> Aim of the exercise:
Would you please write out the records below exactly as they appear?

> Supplied material:
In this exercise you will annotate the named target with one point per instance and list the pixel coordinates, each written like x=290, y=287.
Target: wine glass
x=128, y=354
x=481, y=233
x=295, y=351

> Answer to this task:
In this exercise you will annotate the named target with one point per instance and list the pixel coordinates, each written like x=290, y=287.
Target: wine glass
x=128, y=354
x=481, y=233
x=295, y=351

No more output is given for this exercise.